In-context learning is a feature of LLMs that allows the model to use the context provided to perform a domain-specific task without the need for fine-tuning of the base model. A key part of this is the domain-specific text and phrasing used, crafting the system, assistant and user prompts, template definitions and provided contextual data. Each use case we address requires changes to each of these and the use of NLP-enriched question metadata is part of this process.
The examples below show a few of our questions and the intent created as one part of the NLP process.
Question:
What modifications have been made to service principals in the Microsoft 365 (M365) tenant?
Intent: The intent is to explain the importance of monitoring modifications to service principals in the Microsoft 365 environment and how this can help in identifying potential security threats.
Question:
What previously deleted Azure Applications have been restored in the Microsoft 365 (M365) tenant?
Intent: The intent is to provide guidance on how to identify and evaluate newly added Azure applications during a cybersecurity investigation in a Microsoft 365 tenant.
Question:
What application role assignments have been made to service principals in the Microsoft 365 (M365) tenant's Azure Active Directory (AAD)?
Intent: The intent is to explain the role of service principals and application role assignments in Azure Active Directory, and how reviewing these can help in a cybersecurity investigation.
By controlling their creation right down to how we phrase the questions, we're able to:
- Prioritize and order the questions based on the current context of the investigation. For example, in the early stages, the system might determine, based on provided, relevant results and potential leads that it may be a Business Email Compromise (BEC), Insider Threat or something else. This helps to narrow down the investigation's focus.
- Provide investigation flexibility and "What If" scenarios allowing analysts the flexibility to explore different scenarios and hypotheses (go down that rabbit hole!) quickly and with little additional cost. The platform can then generate relevant questions and potential outcomes based on these hypothetical situations, helping analysts to consider multiple angles during an investigation.

Entries shown:
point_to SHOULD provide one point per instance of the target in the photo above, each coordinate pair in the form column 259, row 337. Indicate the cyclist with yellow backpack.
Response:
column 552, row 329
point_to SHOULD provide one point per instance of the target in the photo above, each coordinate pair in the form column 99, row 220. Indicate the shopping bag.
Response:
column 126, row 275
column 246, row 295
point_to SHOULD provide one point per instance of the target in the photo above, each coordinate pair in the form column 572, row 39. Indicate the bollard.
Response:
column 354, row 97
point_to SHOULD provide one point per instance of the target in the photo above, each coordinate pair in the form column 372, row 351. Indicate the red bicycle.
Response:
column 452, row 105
--
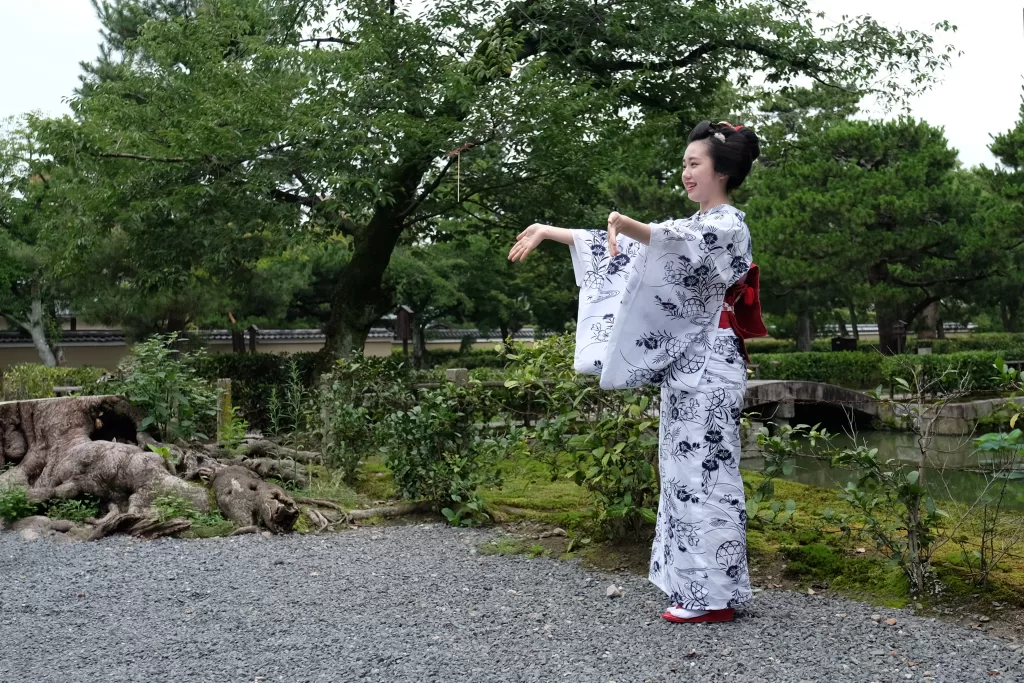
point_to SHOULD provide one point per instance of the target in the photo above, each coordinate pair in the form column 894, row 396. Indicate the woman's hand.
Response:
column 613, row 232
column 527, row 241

Activities:
[A] In the in-context learning text, what does in-context learning allow a model to do without fine-tuning the base model?
[B] Write the next part of the in-context learning text, picking up after its final sentence.

Results for the exercise:
[A] It allows the model to use the context provided to perform a domain-specific task.

[B]
- Create resource-specific questions focused on specific entities or resources involved in the investigation. For example, if an IP address is flagged, the platform will ask: "What is known about the geolocation and reputation of this IP address?" or for a Microsoft User Principal Name (UPN) correlate that identifier with the user's email address, role, groups and assignments, GitHub and Okta activity and more.
Without sufficient context or a clear grasp of intent, it's challenging to infer appropriate next steps in an investigation and to expect that a general LLM do the same is unreasonable. Through each piece of relevant context and every clarification of intent we can refine and direct the analysis, leading to more accurate and actionable investigation outcomes.
Conclusion
Hopefully this provides some insights into how we think about the content we produce and how we structure, enrich and use it with the help of LLMs. For now, our focus for AI implementation is on capturing, processing, utilizing context and clear intent. We are continually refining our approach to implementing AI in cyber investigations. This involves leveraging techniques like RAG, Semantic Routing, intelligent discovery processes, and dynamic contextual questioning. Through this, we can create a platform that 'understands' the nuance and context of each investigation. This leads to more accurate, actionable, and impactful outcomes for everyone.